- [Excerpted data]
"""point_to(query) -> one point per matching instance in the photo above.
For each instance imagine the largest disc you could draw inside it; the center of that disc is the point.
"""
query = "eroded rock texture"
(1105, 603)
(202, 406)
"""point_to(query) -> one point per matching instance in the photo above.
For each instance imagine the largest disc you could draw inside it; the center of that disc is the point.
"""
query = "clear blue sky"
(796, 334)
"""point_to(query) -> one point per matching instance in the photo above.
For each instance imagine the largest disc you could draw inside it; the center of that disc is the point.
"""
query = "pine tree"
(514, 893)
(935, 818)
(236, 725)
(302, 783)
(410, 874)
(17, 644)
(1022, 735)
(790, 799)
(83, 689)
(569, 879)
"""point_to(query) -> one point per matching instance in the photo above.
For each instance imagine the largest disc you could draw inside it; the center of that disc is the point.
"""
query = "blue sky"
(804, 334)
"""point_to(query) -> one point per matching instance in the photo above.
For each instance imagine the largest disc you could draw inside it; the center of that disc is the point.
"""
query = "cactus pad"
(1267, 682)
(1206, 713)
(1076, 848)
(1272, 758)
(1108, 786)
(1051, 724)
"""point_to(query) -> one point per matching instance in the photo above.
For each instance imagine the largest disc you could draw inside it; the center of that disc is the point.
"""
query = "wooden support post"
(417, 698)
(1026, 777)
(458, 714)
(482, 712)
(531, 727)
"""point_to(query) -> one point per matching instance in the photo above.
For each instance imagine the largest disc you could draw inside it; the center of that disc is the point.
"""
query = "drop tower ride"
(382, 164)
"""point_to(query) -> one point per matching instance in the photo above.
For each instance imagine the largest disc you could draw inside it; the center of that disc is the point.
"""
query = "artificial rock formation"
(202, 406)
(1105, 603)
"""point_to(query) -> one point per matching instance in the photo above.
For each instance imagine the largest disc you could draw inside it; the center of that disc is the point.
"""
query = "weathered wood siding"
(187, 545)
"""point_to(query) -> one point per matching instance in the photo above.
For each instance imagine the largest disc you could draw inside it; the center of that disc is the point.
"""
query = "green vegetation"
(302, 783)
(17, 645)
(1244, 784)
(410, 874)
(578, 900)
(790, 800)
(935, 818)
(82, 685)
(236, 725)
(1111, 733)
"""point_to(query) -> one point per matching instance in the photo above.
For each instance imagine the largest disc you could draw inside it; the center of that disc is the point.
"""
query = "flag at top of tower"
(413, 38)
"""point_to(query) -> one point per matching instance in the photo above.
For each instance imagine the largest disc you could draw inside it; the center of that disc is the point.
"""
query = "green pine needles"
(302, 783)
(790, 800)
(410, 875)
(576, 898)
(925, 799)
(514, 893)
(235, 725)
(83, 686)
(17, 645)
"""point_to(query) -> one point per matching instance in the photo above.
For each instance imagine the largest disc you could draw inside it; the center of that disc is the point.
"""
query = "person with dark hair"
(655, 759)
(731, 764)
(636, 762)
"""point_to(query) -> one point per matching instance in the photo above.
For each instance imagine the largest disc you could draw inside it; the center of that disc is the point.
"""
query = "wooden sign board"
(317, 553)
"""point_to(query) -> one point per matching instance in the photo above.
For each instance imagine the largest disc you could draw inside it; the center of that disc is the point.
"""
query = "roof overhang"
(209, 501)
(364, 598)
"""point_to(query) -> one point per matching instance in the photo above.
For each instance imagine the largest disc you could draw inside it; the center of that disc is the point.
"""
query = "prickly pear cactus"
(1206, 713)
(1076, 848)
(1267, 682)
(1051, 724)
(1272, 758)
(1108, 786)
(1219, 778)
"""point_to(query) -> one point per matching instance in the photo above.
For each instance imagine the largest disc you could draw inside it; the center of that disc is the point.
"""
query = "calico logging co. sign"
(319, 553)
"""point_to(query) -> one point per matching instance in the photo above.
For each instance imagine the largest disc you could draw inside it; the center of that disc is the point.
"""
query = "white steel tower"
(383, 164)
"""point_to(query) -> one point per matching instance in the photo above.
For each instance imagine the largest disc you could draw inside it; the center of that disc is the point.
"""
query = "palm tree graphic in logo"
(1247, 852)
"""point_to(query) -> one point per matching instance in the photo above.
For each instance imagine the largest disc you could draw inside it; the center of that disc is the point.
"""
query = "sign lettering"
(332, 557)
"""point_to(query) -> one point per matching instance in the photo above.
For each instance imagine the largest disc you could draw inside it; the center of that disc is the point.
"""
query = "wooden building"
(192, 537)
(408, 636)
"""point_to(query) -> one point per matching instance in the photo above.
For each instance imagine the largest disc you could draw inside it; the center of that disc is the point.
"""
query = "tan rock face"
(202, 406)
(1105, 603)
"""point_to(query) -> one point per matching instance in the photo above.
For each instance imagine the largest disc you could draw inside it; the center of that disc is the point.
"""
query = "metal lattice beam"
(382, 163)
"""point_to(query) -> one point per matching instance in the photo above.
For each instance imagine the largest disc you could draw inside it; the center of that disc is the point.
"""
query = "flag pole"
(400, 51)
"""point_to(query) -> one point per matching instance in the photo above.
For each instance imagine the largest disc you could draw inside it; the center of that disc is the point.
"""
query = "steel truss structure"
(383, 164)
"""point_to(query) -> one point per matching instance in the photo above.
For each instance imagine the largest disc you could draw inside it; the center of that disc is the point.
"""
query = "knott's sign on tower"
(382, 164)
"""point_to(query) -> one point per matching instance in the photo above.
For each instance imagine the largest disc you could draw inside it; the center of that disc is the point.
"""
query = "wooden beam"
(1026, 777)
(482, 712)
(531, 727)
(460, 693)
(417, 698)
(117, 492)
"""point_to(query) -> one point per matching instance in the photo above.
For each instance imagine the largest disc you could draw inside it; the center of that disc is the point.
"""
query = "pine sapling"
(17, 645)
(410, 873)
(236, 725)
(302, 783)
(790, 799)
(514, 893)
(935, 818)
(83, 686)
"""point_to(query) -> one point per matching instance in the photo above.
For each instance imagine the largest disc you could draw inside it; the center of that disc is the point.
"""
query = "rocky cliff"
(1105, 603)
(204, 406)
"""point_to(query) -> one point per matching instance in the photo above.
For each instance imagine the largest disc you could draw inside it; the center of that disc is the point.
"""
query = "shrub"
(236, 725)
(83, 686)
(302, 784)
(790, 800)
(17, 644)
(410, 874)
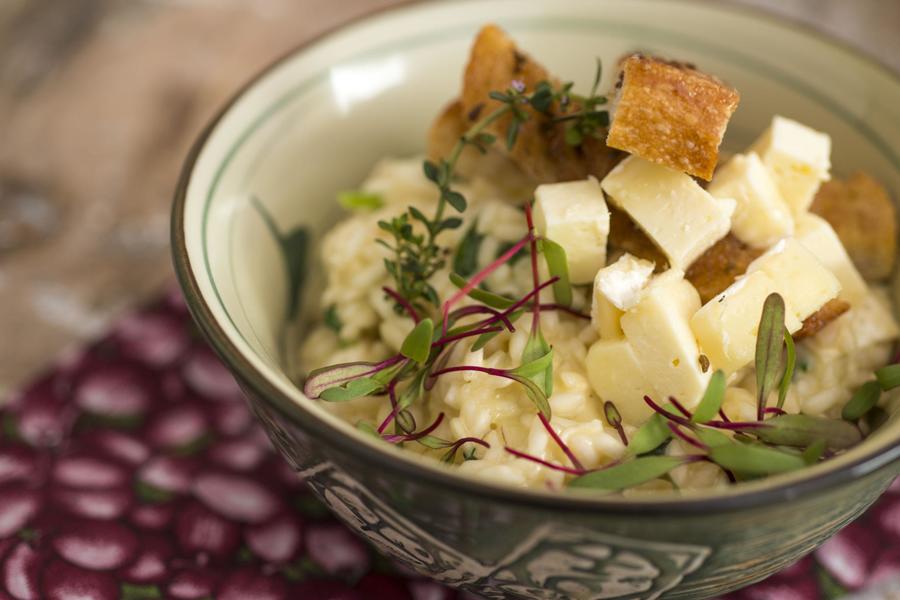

- [Assignment] Text only, please: give the listing again word for word with no images.

- [Response to the exercise]
"""point_to(query) -> one point per matching instance in the photo above.
For each instance imagine the largest disc you could draw inside it; the center of that disc is the point.
"""
query = "eroded rock texture"
(1105, 603)
(202, 406)
"""point_to(query) -> one point per matching instance in the photo above.
For each instance imagine the largest disc you could draw inside it; the center of that disc is the point.
"""
query = "clear blue sky"
(796, 334)
"""point_to(query) -> one point per matching instance in the photo above.
For each instance imagine the largest disc you could draw inside it; the center of that disc is the point.
"""
query = "pine tree"
(514, 893)
(935, 818)
(236, 725)
(302, 783)
(410, 874)
(17, 644)
(1022, 735)
(790, 799)
(83, 689)
(569, 879)
"""point_to(query) -> one point per matching instance in the photo above.
For each instance imagine the largest disc you could draw inside it; the center of that disc is the point.
"""
query = "blue sky"
(804, 334)
"""point_to(query) -> one point per matching instance in the photo above.
For each instance imagine the largest disc you could draw inside it; the center of that disc is the point.
"""
query = "cactus pad"
(1267, 682)
(1206, 713)
(1076, 848)
(1272, 758)
(1108, 786)
(1051, 724)
"""point_to(query) -> one point per matching instance in the photo above.
For each instance imagine the largest disc you could draw inside it; the center of that disc is the point.
"""
query = "wooden support post"
(417, 698)
(1026, 777)
(458, 714)
(482, 712)
(531, 727)
"""point_to(query) -> one point per matching instance in the photo above.
For each instance imagine the largest disc you could draw inside it; the center of that disc is the point.
"""
query = "drop tower ride"
(382, 164)
"""point_to(query) -> one point per matching instance in the photo above.
For each instance imagine the largest disc you could draw inside it; the center of that disc is the point.
"""
query = "artificial rock formation"
(202, 406)
(1105, 603)
"""point_to(query) -> one point per matching instance in the photo above.
For each instance imagine the largest disc you could draw inside it; the center of that disc is the point.
"""
query = "weathered wood siding"
(187, 545)
"""point_to(query) -> one point per matching instance in the photo above.
For each instance imagine the largest disc you could draw inside it; the center of that disc is the point.
"""
query = "green vegetation"
(302, 783)
(17, 645)
(1244, 784)
(410, 874)
(578, 900)
(790, 800)
(935, 818)
(82, 685)
(236, 725)
(1111, 733)
"""point_to(query) -> one point per matching instance in the photo above.
For each instance imagine the largest disc you could draw inside it; the center of that disc is the point.
"""
query = "flag at top of tower"
(413, 38)
"""point_to(query) -> one point per matching instance in the photo above.
For each instance imagine the largest disc you could draw inside it; the center of that disc is the point.
"""
query = "green pine needles"
(302, 783)
(790, 800)
(410, 875)
(576, 898)
(925, 799)
(514, 893)
(235, 725)
(83, 686)
(17, 645)
"""point_to(query) -> one point per matching instance in the photo above.
For each instance imagine the largest disc you could draw inside it; the center of that disc is the point.
"""
query = "person with dark hair"
(655, 759)
(731, 764)
(636, 762)
"""point_to(query) -> one point per matching instance in the photo above.
For each instance imagine the largest disc you could draw inside it; the center of that disc is the point.
"""
query = "wooden sign board"
(317, 553)
"""point_to(query) -> one point per matching instance in the photo above.
For each instance imagine the largest disc you could draw inside it; the center of that disc is the point.
"""
query = "roof overhang"
(209, 501)
(364, 598)
"""point_to(query) -> one point per matching instance in the photo above.
For each instance imagine the largest disc you could draw inside it; the center of that disc is the point.
"""
query = "prickly pear cactus"
(1206, 713)
(1076, 848)
(1267, 682)
(1051, 724)
(1272, 758)
(1108, 786)
(1219, 778)
"""point_to(query) -> one point per matching instance in the photo above.
For each instance imagine the largest disc you could draw inside it; the center of that disc is the point.
"""
query = "calico logging co. sign"
(319, 553)
"""point_to(query) -> one point per matching instance in the photo above.
For each instance imagine the largest disc you could draw inside it; the center of that disc is the point.
"""
query = "white steel tower"
(383, 164)
"""point_to(query) -> one point per matching instance in the photo above.
For each instance imagine the largest disc you could draw inside it; the center of that disc is the point.
"""
query = "palm tree graphic in logo"
(1247, 852)
"""point_to(query) -> one point per matching instance in the photo above.
For each instance imagine the largest disc you could draw inside it; the center of that disc is the point.
"""
query = "sign lettering"
(332, 557)
"""point_to(query) -> one point per matching instance in the photo above.
For each instance imagine the largest disc you could draw inside it; the center of that disc is the point.
"""
query = "wooden building"
(192, 537)
(408, 636)
"""point_to(query) -> one point per matching instance in the photo above.
For each instance imagine the largest disc you could draw inside it; the center of that disc is the point.
"""
query = "tan rock face"
(202, 406)
(1105, 603)
"""point_to(query) -> one point per matching instance in the photo above.
For each instance imagine the largest disc you could draw inside it; the center of that disc is the point.
"""
query = "metal lattice beam"
(382, 163)
"""point_to(query) -> one point per matching instance in the photo above.
For each instance imagine the largest disc you could draw inside it; the center of that disc is the point.
"""
query = "flag pole"
(400, 51)
"""point_to(query) -> one point per matching instance in the photo above.
For each instance imagine the largest disc you could draw inside it; the center of that disc is the point.
"""
query = "steel truss structure"
(383, 164)
"""point_to(query) -> one point per matching instance in the photo above.
For each instance imagine the largest disc you could draw inside it; the center of that disc is the point.
"""
query = "knott's sign on tower"
(382, 164)
"""point_to(query) -> one point per matching instance in the photo above.
For each instance imagine the largest disc you could draw inside it; the center of that disc is the point.
"""
query = "wooden beam"
(1026, 777)
(482, 712)
(531, 727)
(460, 693)
(417, 698)
(117, 492)
"""point_to(query) -> one point per matching instance in the photo above.
For each instance imagine the largest disc you could draw inside it; the center of that disc is the point.
"""
query = "pine sapling"
(17, 645)
(410, 873)
(236, 725)
(302, 783)
(790, 799)
(514, 893)
(935, 818)
(83, 686)
"""point_to(query) -> one point per matching instance in the photo above.
For each instance imagine the largest disc you could draw inside it; the center of that disc is the point.
"""
query = "rocky cliff"
(1105, 603)
(204, 406)
"""point_to(query) -> one point per matching instance in the photo above.
For each instance imagine the largest disc you could draw inside it; the center of that disc is the point.
"""
query = "shrub"
(236, 725)
(83, 686)
(302, 784)
(790, 800)
(17, 644)
(410, 874)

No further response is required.